TASK REQUIREMENTS: Rewrite the lines from the one containing "sky you can detect." through the end of the records, putting "infrared" in place of "multispectral" and leaving everything else unchanged.

Object detection data:
• • •

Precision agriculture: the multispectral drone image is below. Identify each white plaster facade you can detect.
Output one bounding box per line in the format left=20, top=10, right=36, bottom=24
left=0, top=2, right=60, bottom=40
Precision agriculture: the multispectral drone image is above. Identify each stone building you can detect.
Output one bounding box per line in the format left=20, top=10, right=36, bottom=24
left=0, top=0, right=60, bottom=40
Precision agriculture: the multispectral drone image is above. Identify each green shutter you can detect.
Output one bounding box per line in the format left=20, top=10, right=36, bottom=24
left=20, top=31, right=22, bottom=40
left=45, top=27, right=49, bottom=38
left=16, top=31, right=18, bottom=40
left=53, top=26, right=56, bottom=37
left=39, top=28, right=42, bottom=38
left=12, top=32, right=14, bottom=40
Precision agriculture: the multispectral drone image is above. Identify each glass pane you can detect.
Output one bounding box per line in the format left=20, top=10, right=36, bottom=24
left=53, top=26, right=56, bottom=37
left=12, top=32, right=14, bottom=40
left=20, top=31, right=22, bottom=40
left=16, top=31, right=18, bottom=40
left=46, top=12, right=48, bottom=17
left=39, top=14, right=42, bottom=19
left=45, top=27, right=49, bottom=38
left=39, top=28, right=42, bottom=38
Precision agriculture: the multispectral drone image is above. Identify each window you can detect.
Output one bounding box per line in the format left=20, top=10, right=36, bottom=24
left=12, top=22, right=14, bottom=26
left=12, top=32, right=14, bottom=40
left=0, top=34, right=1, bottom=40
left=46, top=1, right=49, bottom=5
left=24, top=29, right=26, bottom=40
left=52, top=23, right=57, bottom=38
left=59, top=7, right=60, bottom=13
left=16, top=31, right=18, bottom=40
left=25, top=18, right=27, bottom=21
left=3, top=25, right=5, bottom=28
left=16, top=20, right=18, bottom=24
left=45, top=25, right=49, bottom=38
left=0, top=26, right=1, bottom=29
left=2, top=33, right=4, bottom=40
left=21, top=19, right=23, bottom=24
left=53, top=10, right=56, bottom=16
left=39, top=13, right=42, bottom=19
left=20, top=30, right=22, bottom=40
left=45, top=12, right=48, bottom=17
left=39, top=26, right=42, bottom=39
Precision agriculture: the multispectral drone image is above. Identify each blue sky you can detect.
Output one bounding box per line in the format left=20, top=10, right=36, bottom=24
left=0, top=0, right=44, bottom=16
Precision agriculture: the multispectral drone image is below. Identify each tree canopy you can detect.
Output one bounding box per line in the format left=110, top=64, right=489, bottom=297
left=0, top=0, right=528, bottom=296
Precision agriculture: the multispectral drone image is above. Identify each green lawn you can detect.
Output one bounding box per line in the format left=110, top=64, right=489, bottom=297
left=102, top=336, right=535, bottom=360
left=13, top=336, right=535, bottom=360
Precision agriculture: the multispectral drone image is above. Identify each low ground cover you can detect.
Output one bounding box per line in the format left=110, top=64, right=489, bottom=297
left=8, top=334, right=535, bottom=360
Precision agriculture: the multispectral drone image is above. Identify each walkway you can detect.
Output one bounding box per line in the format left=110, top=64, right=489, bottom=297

• • •

FULL SOLUTION:
Precision agriculture: the infrared drone image is above. Identify each blue sky you can detect.
Output one bounding box per line in the format left=20, top=10, right=36, bottom=24
left=0, top=0, right=44, bottom=16
Precision agriculture: the infrared drone image is below. Identify each tree canopy you can detect.
Output one bounding box per line in the format left=110, top=64, right=489, bottom=297
left=0, top=0, right=528, bottom=296
Precision agriculture: the infrared drone image is above. Identify each green lawn you can detect.
Output one bounding box per line in the format left=110, top=64, right=489, bottom=297
left=102, top=336, right=535, bottom=360
left=13, top=336, right=535, bottom=360
Precision agriculture: the infrared drone image is above. Identify each low ground cover you can detect.
Output one bounding box per line in the format left=110, top=64, right=489, bottom=297
left=8, top=334, right=535, bottom=360
Precision agriculture: the infrared drone image is above. Identify each walkway you can detect.
Output one bounding box per line in the format left=110, top=64, right=489, bottom=297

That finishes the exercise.